_Material shown_.
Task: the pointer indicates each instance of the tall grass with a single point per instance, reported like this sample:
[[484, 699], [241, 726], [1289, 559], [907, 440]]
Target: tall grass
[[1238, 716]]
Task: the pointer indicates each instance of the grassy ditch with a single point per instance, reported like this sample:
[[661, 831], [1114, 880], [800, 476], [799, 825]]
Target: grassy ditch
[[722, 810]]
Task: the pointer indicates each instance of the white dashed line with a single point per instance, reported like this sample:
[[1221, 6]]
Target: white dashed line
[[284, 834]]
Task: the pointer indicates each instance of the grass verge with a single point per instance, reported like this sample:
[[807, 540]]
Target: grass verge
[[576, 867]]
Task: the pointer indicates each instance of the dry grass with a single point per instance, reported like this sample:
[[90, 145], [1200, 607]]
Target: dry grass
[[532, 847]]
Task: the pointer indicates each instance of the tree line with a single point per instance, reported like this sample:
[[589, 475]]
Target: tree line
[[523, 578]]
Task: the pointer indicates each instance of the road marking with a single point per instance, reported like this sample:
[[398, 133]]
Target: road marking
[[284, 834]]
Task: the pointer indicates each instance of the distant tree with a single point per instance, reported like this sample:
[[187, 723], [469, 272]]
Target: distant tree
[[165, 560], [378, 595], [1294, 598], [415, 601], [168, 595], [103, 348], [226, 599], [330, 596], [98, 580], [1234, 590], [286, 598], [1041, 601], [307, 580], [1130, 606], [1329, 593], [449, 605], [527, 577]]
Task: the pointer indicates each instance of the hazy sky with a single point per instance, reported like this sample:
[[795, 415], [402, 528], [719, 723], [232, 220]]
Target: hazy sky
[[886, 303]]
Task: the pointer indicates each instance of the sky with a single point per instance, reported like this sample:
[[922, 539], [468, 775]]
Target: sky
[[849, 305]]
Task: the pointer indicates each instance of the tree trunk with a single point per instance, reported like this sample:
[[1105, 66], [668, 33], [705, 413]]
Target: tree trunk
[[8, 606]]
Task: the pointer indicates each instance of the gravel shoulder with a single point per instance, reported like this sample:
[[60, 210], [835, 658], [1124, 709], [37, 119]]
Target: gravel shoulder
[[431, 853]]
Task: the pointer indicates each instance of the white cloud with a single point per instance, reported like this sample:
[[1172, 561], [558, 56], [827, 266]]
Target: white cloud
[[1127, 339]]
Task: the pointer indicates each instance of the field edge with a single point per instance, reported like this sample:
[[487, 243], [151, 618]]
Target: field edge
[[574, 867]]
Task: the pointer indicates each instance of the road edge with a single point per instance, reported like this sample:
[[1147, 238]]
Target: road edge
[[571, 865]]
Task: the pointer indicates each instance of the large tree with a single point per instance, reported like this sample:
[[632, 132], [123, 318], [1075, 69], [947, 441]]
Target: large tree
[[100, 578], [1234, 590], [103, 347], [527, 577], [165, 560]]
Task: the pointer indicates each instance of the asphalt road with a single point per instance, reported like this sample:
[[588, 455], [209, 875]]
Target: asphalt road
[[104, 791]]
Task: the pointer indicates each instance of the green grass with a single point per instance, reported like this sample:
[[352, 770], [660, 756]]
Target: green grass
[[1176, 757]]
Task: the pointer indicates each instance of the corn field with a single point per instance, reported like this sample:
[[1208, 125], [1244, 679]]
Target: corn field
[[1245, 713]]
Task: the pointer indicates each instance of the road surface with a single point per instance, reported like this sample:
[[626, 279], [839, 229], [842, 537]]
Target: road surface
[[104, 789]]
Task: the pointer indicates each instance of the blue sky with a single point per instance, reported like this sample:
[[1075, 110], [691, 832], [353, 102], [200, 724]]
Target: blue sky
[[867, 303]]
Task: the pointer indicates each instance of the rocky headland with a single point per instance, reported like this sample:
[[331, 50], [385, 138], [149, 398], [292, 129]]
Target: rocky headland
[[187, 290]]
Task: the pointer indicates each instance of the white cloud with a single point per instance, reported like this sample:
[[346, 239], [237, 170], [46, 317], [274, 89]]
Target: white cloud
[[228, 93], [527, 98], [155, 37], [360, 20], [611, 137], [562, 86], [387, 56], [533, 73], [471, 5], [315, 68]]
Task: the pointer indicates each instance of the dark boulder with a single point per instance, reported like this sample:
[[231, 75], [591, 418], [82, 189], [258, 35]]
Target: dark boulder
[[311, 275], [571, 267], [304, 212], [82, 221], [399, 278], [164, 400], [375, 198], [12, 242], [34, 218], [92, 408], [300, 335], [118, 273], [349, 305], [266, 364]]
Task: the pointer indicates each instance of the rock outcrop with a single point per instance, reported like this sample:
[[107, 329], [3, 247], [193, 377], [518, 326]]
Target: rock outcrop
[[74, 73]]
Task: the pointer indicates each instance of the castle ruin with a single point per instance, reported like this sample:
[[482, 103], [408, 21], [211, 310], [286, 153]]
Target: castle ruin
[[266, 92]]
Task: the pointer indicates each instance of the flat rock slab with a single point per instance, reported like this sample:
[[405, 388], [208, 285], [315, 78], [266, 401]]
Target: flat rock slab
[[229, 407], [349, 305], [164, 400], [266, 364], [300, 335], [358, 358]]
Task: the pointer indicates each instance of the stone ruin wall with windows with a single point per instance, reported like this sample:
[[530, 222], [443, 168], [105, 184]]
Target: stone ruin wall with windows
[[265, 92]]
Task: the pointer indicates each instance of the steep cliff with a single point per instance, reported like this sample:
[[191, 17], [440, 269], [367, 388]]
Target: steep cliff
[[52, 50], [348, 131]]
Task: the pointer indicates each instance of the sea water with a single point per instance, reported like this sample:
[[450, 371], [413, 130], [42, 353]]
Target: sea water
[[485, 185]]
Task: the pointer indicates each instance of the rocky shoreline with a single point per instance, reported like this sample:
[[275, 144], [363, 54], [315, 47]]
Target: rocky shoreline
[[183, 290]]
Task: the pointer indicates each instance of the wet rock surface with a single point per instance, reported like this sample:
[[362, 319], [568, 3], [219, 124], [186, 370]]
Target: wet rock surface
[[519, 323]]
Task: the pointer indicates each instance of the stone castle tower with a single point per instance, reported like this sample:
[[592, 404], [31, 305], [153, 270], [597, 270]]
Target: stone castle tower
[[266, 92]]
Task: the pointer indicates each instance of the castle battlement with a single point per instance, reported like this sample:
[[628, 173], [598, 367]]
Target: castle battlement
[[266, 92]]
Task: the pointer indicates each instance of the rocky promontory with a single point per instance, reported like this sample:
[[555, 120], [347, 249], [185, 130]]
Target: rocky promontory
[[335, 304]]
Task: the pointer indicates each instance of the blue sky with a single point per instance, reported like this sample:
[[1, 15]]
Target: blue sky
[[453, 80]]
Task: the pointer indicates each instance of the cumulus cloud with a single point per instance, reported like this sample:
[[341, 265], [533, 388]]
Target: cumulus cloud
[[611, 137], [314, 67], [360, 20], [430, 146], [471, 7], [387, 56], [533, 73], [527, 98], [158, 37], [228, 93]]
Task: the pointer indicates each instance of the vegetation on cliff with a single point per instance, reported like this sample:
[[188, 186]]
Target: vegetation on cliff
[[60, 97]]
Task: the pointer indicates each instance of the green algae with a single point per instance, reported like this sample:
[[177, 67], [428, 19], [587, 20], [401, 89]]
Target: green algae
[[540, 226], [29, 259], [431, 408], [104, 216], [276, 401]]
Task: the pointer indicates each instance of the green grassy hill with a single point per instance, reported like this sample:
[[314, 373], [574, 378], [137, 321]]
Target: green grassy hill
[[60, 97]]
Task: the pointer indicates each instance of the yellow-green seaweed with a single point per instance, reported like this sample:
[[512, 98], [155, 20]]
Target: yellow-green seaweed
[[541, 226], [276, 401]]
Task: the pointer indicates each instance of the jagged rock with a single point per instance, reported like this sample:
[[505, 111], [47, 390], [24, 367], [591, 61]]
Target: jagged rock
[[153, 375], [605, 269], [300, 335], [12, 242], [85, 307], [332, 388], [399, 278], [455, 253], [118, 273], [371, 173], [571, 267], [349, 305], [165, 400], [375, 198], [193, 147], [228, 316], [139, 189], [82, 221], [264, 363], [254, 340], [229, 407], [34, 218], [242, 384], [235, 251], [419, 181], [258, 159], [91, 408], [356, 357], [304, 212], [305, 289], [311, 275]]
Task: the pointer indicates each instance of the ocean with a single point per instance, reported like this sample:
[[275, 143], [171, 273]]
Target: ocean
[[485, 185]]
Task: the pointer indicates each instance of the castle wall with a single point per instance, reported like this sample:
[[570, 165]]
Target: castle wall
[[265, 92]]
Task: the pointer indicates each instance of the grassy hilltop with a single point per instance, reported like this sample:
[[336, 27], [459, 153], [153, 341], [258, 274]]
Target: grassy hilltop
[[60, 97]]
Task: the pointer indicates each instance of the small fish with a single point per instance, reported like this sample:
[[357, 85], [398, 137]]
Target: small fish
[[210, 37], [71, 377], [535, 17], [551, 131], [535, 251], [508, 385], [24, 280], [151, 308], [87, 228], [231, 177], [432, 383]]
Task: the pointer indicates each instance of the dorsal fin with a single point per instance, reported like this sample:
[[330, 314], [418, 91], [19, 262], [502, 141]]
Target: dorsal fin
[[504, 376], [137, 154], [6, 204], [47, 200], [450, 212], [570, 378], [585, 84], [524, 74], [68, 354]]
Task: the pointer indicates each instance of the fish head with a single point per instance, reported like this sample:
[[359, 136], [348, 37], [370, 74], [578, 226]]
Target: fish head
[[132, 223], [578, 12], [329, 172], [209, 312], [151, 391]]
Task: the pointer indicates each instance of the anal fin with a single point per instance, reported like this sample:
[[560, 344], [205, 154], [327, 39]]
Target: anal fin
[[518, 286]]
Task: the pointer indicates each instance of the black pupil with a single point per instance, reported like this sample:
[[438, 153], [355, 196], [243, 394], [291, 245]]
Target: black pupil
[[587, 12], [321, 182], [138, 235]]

_Task goal_. Rewrite the records as a numbered list, starting from the first line and ending with the line that holds "[[1238, 716]]", both included. Leave out any blank lines.

_Result_.
1. Task: the pointer indicates each instance of the tall grass with a single point per instance, reported like this sample:
2. [[484, 699], [241, 726], [1289, 559], [907, 440]]
3. Target: tall grass
4. [[1238, 716]]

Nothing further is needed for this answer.